====== 本文抜粋 ======
日記特別編その9

2010年音楽の旅その2

プラハ城とヴァルタヴァ川(モルダウ川)

 3月16日からエッセンを離れ、小旅行に出た。まずはドレスデンに飛行機で行く。本当はデュッセルドルフから一気にプラハまで飛行機で飛びたかったが、よい便がなかった。日本の旅行社に訊くと5万円という。しかしそういう正規の航空券を買わずとも、今はヨーロッパでも格安便がたくさんある。自分で探してみると、直行便はなくとも、デュッセルドルフからドレスデンまで運賃わずか1ユーロ、オイル・サーチャージ25ユーロ、合計26ユーロ(約3230円)という便があった。

 Airberlinという格安会社である。チェコ航空のデュッセルドルフ・プラハ往復便も3万円くらいであるが、これは片道だけは買えない。列車もドレスデン・プラハ間23ユーロ(約2850円)という通常料金の三分の一のものを探し、合計で49ユーロ(約6080円)でデュッセルドルフからドレスデンそしてプラハまでの移動費がすんだことになる。
======
**課題**
旅日記の「3月16日からエッセンを離れ」から「230円)という便があった。」までを、一字も変えずに書き写してください。
====== データセット ======
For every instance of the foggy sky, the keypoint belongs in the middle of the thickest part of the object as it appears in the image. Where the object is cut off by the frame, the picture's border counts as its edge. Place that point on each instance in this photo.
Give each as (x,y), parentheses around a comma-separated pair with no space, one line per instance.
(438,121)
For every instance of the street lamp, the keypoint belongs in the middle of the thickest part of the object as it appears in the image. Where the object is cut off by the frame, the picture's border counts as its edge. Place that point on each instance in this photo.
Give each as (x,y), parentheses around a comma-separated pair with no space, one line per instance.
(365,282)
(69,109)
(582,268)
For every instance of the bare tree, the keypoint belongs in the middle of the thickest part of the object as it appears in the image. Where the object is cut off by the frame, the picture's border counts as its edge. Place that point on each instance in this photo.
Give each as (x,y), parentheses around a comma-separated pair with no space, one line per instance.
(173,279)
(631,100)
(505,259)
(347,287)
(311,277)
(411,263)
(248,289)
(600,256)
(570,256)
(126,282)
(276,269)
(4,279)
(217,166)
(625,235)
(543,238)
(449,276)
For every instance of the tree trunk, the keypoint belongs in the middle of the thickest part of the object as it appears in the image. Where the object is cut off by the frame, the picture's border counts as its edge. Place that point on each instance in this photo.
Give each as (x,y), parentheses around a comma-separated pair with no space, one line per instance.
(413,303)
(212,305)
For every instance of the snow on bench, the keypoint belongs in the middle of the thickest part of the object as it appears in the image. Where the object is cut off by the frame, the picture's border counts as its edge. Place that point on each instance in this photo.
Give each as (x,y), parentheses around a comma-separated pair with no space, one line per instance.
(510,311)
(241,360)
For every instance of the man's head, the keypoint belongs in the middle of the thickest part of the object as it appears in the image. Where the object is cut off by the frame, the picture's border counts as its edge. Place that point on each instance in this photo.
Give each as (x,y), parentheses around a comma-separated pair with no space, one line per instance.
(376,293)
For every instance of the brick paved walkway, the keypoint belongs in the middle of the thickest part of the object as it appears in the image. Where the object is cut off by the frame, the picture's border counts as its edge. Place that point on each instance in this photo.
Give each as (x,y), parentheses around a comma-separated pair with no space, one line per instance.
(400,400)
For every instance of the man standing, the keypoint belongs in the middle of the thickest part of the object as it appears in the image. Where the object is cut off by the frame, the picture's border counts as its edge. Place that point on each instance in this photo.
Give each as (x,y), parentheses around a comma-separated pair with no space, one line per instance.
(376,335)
======
**結果**
3月16日からエッセンを離れ、小旅行に出た。まずはドレスデンに飛行機で行く。本当はデュッセルドルフから一気にプラハまで飛行機で飛びたかったが、よい便がなかった。日本の旅行社に訊くと5万円という。しかしそういう正規の航空券を買わずとも、今はヨーロッパでも格安便がたくさんある。自分で探してみると、直行便はなくとも、デュッセルドルフからドレスデンまで運賃わずか1ユーロ、オイル・サーチャージ25ユーロ、合計26ユーロ(約3230円)という便があった。